-- THE TASK --
The records below are to be transcribed word for word.

(Dataset excerpts)

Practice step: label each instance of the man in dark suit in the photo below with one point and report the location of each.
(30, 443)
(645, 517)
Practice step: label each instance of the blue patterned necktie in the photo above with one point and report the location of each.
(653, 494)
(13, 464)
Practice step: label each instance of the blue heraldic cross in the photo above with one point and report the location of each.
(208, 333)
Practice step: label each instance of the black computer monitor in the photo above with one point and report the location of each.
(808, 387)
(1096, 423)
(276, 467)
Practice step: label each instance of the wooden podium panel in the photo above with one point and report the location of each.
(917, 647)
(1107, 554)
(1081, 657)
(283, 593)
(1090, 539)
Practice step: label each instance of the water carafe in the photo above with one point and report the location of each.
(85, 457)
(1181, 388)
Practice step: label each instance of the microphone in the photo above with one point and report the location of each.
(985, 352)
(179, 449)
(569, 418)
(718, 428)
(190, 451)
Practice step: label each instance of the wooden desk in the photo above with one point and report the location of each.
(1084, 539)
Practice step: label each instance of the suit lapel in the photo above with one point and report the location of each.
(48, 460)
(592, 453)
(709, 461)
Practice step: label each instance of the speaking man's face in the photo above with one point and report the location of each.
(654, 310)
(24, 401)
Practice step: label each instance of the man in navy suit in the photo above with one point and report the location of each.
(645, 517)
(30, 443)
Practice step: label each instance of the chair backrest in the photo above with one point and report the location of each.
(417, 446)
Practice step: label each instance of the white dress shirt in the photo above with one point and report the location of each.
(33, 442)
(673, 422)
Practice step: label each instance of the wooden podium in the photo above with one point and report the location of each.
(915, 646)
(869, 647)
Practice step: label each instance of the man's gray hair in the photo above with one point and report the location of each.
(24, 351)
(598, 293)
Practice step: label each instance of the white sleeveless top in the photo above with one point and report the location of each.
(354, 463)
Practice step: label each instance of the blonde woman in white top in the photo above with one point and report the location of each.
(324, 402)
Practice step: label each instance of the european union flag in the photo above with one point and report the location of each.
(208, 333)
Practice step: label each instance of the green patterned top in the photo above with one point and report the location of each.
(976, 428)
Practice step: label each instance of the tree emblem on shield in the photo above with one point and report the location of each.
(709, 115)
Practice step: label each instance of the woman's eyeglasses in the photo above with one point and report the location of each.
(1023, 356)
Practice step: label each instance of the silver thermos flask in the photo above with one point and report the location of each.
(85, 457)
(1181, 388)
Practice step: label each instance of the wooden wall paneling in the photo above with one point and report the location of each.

-- EXPECTED ANSWER --
Practice step: label each instance of the man in dark suit in the photo below with one point and report the location of each.
(30, 443)
(645, 517)
Practice step: label each instance of the blue patterned necktie in the photo above with one point and report the location of each.
(653, 494)
(13, 464)
Practice step: label each instance of the blue heraldic cross in the photo above with one point and report the location of each.
(208, 333)
Practice step: label each instance of the black computer monitor in the photo above with one point and report the location of each.
(808, 387)
(1096, 423)
(276, 467)
Practice step: label each instance of the wooden podium panel in the photo above with one point and report the location of each.
(917, 647)
(1107, 554)
(1081, 657)
(283, 593)
(1090, 539)
Practice step: label each instance of the water carafe in the photo above with one point and report the location of each.
(85, 457)
(1181, 388)
Practice step: label each instance of the microphone in the photo above with one point and report the location of each.
(985, 352)
(179, 449)
(569, 418)
(718, 428)
(190, 451)
Practice step: label each instance of the wooden desk in the photo above with one point and report the location of each.
(1084, 539)
Practice step: label each instance of the suit lapel in the photo above with one point and report the location of each.
(48, 460)
(592, 453)
(709, 461)
Practice step: label each instance of the speaking man's face in the photo above with one point and report the location of each.
(654, 310)
(24, 401)
Practice step: label each instance of the man in navy suit in the photo above with one point and report the location of each.
(645, 517)
(30, 443)
Practice step: label each instance of the chair backrest in the photo above with one point and report the location of each.
(417, 446)
Practice step: label each instance of the white dress shirt in the photo above with one point and report the location of each.
(33, 442)
(673, 422)
Practice step: label each instance of the wooden podium in the photo above with one point and report the location of each.
(915, 646)
(869, 647)
Practice step: label each instance of the man's gray hair in the photo above with one point and report the location of each.
(24, 351)
(598, 293)
Practice step: label each instance of the white sleeveless top in the photo above with one point and report the location of each.
(354, 463)
Practice step: label each instance of the blonde woman in white top in the photo above with one point and report the location of each.
(324, 402)
Practice step: label each instance of the european union flag in the photo above with one point and report the location of each.
(208, 333)
Practice step: label each instance of the green patterned top in the photo above with one point and report the location of each.
(976, 428)
Practice step: label each instance of the tree emblem on shield in the photo above with one point and report the location of each.
(709, 115)
Practice step: label each instance of the woman's eyeglasses in the photo above with one point and report the location of each.
(1023, 356)
Practice step: label each instance of the silver thermos flask in the photo above with one point and report the location of each.
(85, 457)
(1181, 388)
Practice step: label each instance of the wooden wall paneling in the photo above with one point and report the location of each.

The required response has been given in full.